··· Document passage
The justification for the valuations at which MyEG Services Bhd trades rests on the shoulders of the millions of migrant workers — documented and undocumented — in Malaysia. The company’s shares have come off their peak of RM2.38 seen in April 2015. But, at RM2.10, the counter is still trading at earnings multiples of 50 times — a valuation that several analysts polled by The Edge described as “on the high side”. But, the premium the market accords to the electronic services provider is rooted in the two government contracts it received in the last year and the potential earnings that will flow from them.

MyEG was appointed to process applications for the renewal of migrant worker permits online starting May 2015. Its work includes the compiling and maintaining of a database on the country’s documented and undocumented workers. The company was also picked to process applications for the rehiring of eligible undocumented workers. The new contracts add to the company’s already extensive portfolio of government jobs from processing automotive insurance and road tax to the collection of summonses on behalf of local authorities.

Macquarie Research (MER) has a target price of RM2.60 on the stock. In a March 31 note, it estimates that MyEG’s earnings will quadruple by the end of the financial year ending Dec 31, 2018 (FY2018), after seeing early indications of what the two migrant worker-related contracts mean for MyEG in the company’s 1H2016 financial results.
······
▶ _Exercise task 1_
Copy the records word for word, starting at the line that contains "Please place a point on the white" and running through the last line of the records.
▶ _Exercise task 2_
Write a continuation of the article on MyEG's share valuation and migrant worker contracts, picking up right after its final sentence.
These records are unrelated to the text on MyEG above.
··· Records
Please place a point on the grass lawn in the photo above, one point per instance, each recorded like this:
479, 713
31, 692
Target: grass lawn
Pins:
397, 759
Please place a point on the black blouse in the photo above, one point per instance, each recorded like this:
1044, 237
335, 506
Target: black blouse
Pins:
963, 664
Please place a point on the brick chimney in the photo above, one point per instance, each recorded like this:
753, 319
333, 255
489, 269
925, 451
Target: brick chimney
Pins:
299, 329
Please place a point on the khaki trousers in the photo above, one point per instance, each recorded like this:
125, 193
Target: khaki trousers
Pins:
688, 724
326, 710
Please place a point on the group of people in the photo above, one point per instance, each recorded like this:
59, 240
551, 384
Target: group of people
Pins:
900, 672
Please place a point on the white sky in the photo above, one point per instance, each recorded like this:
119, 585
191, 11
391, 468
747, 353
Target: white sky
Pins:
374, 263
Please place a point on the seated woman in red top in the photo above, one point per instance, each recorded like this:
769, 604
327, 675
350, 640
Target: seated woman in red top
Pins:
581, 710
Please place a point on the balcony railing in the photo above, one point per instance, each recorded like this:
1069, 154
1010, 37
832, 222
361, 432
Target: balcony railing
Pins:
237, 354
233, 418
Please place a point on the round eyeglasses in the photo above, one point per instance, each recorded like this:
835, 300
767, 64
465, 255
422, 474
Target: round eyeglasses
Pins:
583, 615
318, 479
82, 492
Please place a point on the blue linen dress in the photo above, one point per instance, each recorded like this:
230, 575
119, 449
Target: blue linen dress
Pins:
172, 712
······
▶ _Response 1_
Please place a point on the white sky in the photo above, one point per instance, each recorded like this:
119, 585
191, 11
391, 468
747, 353
Target: white sky
Pins:
374, 263
Please place a point on the seated woman in red top in the photo above, one point per instance, each recorded like this:
769, 604
327, 675
350, 640
Target: seated woman in red top
Pins:
581, 710
Please place a point on the balcony railing in the photo above, one point per instance, each recorded like this:
1069, 154
1010, 37
832, 222
361, 432
Target: balcony railing
Pins:
237, 354
233, 418
Please place a point on the round eyeglasses in the photo above, one point per instance, each recorded like this:
835, 300
767, 64
465, 255
422, 474
Target: round eyeglasses
Pins:
583, 615
318, 479
82, 492
Please place a point on the blue linen dress in the photo above, one point per instance, each recorded like this:
230, 575
119, 449
Target: blue linen dress
Pins:
172, 712

▶ _Response 2_
It writes, “Cessation of over-the-counter foreign worker permit renewal services in May 2015 channels transactions to MyEG’s online portal. Together with an increase in foreign worker permit quotas under the ongoing illegal foreign worker rehiring programme, MER forecasts MyEG’s foreign worker permit revenue to jump from RM40 million in FY2015 to RM260 million in FY2018.”

CIMB Research, meanwhile, calls the nationwide foreign worker permit renewal services an “earnings booster” for MyEG. The house has a higher target price of RM2.83 and a forecast of RM541 million in revenue and RM252.4 million net profit for FY2017.


The bullish sentiment on the stock is not unexpected. Compulsory online renewal of migrant worker permits started in May last year and MyEG has a monopoly. A March 25 report by UOB Kay Hian Research says MyEG processes an average of 130,000 applications a month, indicating that the company has successfully helped employers transition to the online platform despite early protests. The number of applications a month is expected to grow to as high as 180,000. MyEG charges a transaction fee of RM35 per migrant worker for its online services and is also an agent selling compulsory insurance for these workers. MyEG earns average revenue of RM100 for every work permit renewal, analysts say.

In just over six months after the implementation, revenue from the renewal of migrant worker permits has grown to contribute half of MyEG’s earnings for the first half of 2016. During the six-month period, revenue more than doubled to RM124.2 million from RM57.5 million while net profit grew 123% to RM58.8 million.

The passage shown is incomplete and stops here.